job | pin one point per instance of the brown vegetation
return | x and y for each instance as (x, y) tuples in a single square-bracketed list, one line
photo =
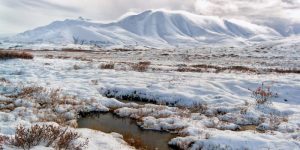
[(141, 66), (49, 135), (14, 55), (263, 94), (110, 65)]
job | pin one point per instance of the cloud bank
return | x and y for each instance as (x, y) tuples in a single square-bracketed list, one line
[(19, 15)]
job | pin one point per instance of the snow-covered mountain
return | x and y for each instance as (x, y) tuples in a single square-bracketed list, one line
[(154, 28)]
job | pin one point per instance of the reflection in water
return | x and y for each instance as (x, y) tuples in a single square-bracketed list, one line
[(134, 135)]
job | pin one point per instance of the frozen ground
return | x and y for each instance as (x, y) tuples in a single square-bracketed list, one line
[(211, 109)]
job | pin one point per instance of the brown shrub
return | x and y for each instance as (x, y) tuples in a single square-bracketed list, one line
[(76, 67), (13, 55), (263, 94), (3, 140), (28, 92), (110, 65), (141, 66), (49, 135)]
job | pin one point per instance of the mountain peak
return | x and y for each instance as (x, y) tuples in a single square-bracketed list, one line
[(154, 28)]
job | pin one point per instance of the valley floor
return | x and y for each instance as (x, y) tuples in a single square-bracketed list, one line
[(208, 108)]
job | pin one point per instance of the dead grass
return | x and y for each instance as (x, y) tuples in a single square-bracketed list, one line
[(141, 66), (3, 140), (199, 108), (216, 69), (263, 94), (47, 135), (109, 65), (14, 55)]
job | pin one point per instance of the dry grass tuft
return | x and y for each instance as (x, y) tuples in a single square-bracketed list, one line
**********
- **DIRECTIONS FOR THIS TASK**
Starting at the line that contains "job | pin one point per instance of the cloud", quote each remaining line of the entries above, unchanged.

- **ANSWER BELOW**
job | pin one point per instance of the cloud bank
return | x and y for each instance as (x, y) tuples in a single square-bracketed list, one line
[(19, 15)]
job | pin one point per instance of the snow-covered mountain
return | x and y for each instance as (x, y) tuples in a single square-bracketed list, one line
[(154, 28)]
job | pin one point per instance of the reflection in water
return | x and y for each instance as (x, y) tuples in a single square-bracketed list, one line
[(134, 135)]
job | pin one point per instance of the frozen ground
return | x and y for each instance as (x, y) tuples in a single square-bracketed list, one line
[(211, 109)]
job | pin one point per instance of the brown shrub
return | x and y for each instance as (x, y) tuples in a single square-bracketed list, one line
[(76, 67), (13, 55), (263, 94), (3, 140), (28, 92), (110, 65), (141, 66), (49, 135)]
job | pin one point per instance of the mountain peak
return | x and y for each instance as (x, y) tuples in a single square-bracketed list, one line
[(154, 28)]
job | pin one point per instance of the valley floor
return | x and y for each instance as (x, y) tuples in a single square-bracketed list, one line
[(208, 108)]
job | pin one point per instance of the dead grass
return | x and y for each instance as (x, y) tuples in a single square-bracketed list, one line
[(141, 66), (3, 140), (199, 108), (216, 69), (263, 94), (47, 135), (109, 65), (14, 55)]
job | pin one point per instance of the dry grass tuft
return | x and y for each instance as (x, y) tuples in a single square-bracketed list, one line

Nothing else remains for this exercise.